▶ _PROBLEMS AND TASKS_:
1. Reproduce the portion of the Spring Breakers review between "Cast: Selena Gomez, Vanessa" and "on constant rewind.", inclusive, word for word.
2. Carry on the Spring Breakers film review, picking up right after its final sentence.

▶ _READING PASSAGE_:
━━━━━━

Spring Breakers

Spring Breakers

Format: Cinema

Release date: 5 April 2013

Distributor: Vertigo/Universal Pictures

Director: Harmony Korine

Writer: Harmony Korine

Cast: Selena Gomez, Vanessa Hudgens, Rachel Korine, Ashley Benson, James Franco, Gucci Mane

USA 2012

92 mins

Harmony Korine may be the writer of Larry Clark’s Kids (1995), director of Gummo (1997) and friends with Werner Herzog, but gaining a reputation as one of the many enfants terribles of American cinema doesn’t mean mediocre work can go unnoticed. That is not to say that Spring Breakers is a bad film per se – there are a few sparks of brilliance in it – but everyone who’s beyond the actual spring-break age may struggle to keep their attention focused on what is essentially a slow-motion-candy-colour-teen-bikini-tits-pills-guns-coke-pseudo-gangsta-rap-beach-rave video clip on constant rewind.

Part of the film’s problem may be that, as his projects have grown bigger, Korine wants too much, too fast. While Kids was all about sex, Spring Breakers is as much about sex as it is about violence, money and drugs, in equal measures. It’s the American teen dream (or nightmare) packed in 92 seemingly endless minutes. And as most dreams go, especially those on illegal highs, its sparse narrative, following four bored-to-death college girls on a crime spree to spring-break paradise, is elliptical, hazy and marked by recurrence and a sense of déjá vu.

━━━━━━

▶ _DATA ROWS_:
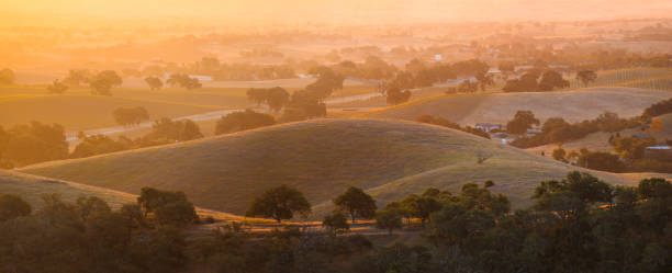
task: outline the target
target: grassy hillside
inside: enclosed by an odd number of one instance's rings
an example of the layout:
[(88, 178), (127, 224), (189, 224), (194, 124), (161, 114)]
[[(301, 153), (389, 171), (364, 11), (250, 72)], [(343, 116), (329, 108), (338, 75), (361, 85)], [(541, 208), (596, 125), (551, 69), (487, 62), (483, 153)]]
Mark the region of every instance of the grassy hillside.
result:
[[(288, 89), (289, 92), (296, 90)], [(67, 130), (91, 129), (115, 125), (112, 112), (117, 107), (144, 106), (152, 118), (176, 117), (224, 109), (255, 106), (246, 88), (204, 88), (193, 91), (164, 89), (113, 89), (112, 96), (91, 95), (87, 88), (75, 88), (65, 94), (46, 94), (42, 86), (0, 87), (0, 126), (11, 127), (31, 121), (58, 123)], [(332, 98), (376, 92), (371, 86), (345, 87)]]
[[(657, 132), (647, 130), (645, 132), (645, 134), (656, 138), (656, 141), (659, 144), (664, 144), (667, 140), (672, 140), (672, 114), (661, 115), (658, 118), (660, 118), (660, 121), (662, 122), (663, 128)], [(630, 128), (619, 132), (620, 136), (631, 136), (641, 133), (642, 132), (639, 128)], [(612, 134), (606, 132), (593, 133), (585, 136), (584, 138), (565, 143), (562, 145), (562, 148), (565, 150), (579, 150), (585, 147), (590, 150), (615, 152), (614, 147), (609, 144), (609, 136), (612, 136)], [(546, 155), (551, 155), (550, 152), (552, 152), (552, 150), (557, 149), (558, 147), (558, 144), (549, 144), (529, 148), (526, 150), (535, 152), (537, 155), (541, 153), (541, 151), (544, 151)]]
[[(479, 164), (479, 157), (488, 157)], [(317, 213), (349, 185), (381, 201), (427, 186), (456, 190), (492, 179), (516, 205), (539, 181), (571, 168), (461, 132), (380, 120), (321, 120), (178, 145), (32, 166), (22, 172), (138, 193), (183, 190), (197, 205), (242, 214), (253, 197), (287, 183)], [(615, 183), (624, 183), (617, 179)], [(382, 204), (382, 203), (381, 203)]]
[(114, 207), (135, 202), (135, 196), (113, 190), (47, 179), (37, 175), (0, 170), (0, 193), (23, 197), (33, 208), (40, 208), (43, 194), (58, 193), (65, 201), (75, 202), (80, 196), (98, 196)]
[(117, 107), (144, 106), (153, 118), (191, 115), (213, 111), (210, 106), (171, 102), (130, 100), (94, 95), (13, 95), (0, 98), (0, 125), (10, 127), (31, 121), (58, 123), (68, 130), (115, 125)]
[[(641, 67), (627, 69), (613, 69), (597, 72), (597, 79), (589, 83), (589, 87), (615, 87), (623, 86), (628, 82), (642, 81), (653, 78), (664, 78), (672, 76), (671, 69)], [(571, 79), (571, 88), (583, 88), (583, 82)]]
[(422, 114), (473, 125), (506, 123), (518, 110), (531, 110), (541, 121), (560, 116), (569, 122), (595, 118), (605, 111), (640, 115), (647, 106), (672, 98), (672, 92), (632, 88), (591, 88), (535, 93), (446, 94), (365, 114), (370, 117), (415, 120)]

━━━━━━

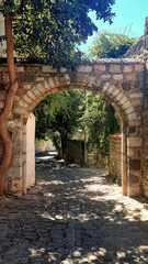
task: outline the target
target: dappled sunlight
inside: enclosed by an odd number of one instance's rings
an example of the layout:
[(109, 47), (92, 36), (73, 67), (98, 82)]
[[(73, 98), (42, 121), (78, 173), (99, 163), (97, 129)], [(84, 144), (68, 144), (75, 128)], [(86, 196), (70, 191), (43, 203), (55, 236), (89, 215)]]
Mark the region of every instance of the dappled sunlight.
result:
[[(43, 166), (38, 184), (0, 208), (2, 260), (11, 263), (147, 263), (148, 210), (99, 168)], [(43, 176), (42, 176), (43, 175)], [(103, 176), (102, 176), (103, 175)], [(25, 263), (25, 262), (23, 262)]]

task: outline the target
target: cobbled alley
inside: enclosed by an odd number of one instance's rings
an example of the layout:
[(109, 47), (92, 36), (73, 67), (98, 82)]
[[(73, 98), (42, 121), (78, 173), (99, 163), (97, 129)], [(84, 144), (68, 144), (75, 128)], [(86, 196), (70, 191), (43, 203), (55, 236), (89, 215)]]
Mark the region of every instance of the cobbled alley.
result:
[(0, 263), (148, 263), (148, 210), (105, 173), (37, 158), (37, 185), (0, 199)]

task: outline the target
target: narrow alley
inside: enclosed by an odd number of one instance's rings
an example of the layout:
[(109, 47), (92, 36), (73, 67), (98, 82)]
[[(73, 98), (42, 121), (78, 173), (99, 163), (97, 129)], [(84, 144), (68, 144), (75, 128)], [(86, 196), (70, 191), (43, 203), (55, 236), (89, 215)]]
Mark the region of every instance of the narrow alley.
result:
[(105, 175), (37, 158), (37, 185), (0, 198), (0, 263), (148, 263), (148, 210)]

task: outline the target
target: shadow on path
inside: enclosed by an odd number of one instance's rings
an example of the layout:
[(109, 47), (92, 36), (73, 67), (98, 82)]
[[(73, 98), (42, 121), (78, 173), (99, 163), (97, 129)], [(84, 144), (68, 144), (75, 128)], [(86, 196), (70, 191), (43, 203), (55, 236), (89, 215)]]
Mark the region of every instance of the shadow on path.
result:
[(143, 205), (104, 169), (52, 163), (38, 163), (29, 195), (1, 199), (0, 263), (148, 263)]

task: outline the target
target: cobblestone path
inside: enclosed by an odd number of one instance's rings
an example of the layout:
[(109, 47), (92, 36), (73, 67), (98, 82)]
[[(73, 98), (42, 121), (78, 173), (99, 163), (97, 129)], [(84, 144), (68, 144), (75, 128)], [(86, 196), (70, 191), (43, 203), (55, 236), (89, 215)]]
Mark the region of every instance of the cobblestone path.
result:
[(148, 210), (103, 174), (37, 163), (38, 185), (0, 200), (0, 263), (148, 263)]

━━━━━━

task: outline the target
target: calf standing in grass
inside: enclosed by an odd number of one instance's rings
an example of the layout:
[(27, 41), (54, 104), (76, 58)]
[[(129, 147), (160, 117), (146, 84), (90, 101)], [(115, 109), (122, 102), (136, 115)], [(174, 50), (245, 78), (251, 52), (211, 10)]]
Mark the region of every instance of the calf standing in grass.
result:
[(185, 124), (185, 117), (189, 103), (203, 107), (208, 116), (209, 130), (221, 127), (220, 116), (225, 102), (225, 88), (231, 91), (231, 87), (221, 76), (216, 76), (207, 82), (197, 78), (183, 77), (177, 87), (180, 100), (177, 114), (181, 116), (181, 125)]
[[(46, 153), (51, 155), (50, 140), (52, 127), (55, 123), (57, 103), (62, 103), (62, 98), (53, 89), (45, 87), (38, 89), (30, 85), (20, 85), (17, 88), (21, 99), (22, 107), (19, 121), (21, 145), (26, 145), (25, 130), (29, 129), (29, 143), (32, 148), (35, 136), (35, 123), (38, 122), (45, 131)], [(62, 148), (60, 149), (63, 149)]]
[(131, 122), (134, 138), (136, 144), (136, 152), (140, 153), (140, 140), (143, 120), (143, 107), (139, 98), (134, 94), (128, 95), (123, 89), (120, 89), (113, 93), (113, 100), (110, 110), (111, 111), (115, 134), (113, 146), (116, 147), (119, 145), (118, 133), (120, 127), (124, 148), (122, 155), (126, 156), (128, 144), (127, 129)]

━━━━━━

▶ _OUTPUTS_:
1.
Cast: Selena Gomez, Vanessa Hudgens, Rachel Korine, Ashley Benson, James Franco, Gucci Mane

USA 2012

92 mins

Harmony Korine may be the writer of Larry Clark’s Kids (1995), director of Gummo (1997) and friends with Werner Herzog, but gaining a reputation as one of the many enfants terribles of American cinema doesn’t mean mediocre work can go unnoticed. That is not to say that Spring Breakers is a bad film per se – there are a few sparks of brilliance in it – but everyone who’s beyond the actual spring-break age may struggle to keep their attention focused on what is essentially a slow-motion-candy-colour-teen-bikini-tits-pills-guns-coke-pseudo-gangsta-rap-beach-rave video clip on constant rewind.

2.
When, soon after their arrival at St. Pete Beach, Brit (Ashley Benson), Faith (Selena Gomez), Candy (Vanessa Hudgens) and Cotty (Rachel Korine) end up in jail for dancing at the right party at the wrong time, they are bailed out by sleazy, big-mouthed local hustler Alien (James Franco), who takes the girls under his wing. It’s all fun and games with Alien too, who proudly announces that he has found his soulmates in the reckless blondes who would stop at nothing to have fun, until Cotty gets shot and chickens out, following devoutly religious Faith, who has long gone home. For the remaining two girls, however, the party is just getting started.

Korine himself said that he just wants to be as innovative, radical and personal as possible, and to get people who wouldn’t normally go for his stuff to watch his films. Fair enough, and Soderbergh’s Magic Mike (2012) has just proven that no matter how ambitious your intention as a director may be, you better keep things simple if you want to succeed at the box office, too. In fact, that there may well be a subtle melodrama hiding somewhere behind the sex-and-crime-obsession-imagery seems to unnecessarily complicate matters in Spring Breakers. But thanks to cinematographer Benoît Debie (Enter the Void, 2009) and a dubstep/electro soundtrack featuring DJ Skrillex and Winding-Refn’s composer, Cliff Martinez, you are sure to forget that thought within seconds, and instead find yourself trapped in a loop of booze, beach and boobs yet again.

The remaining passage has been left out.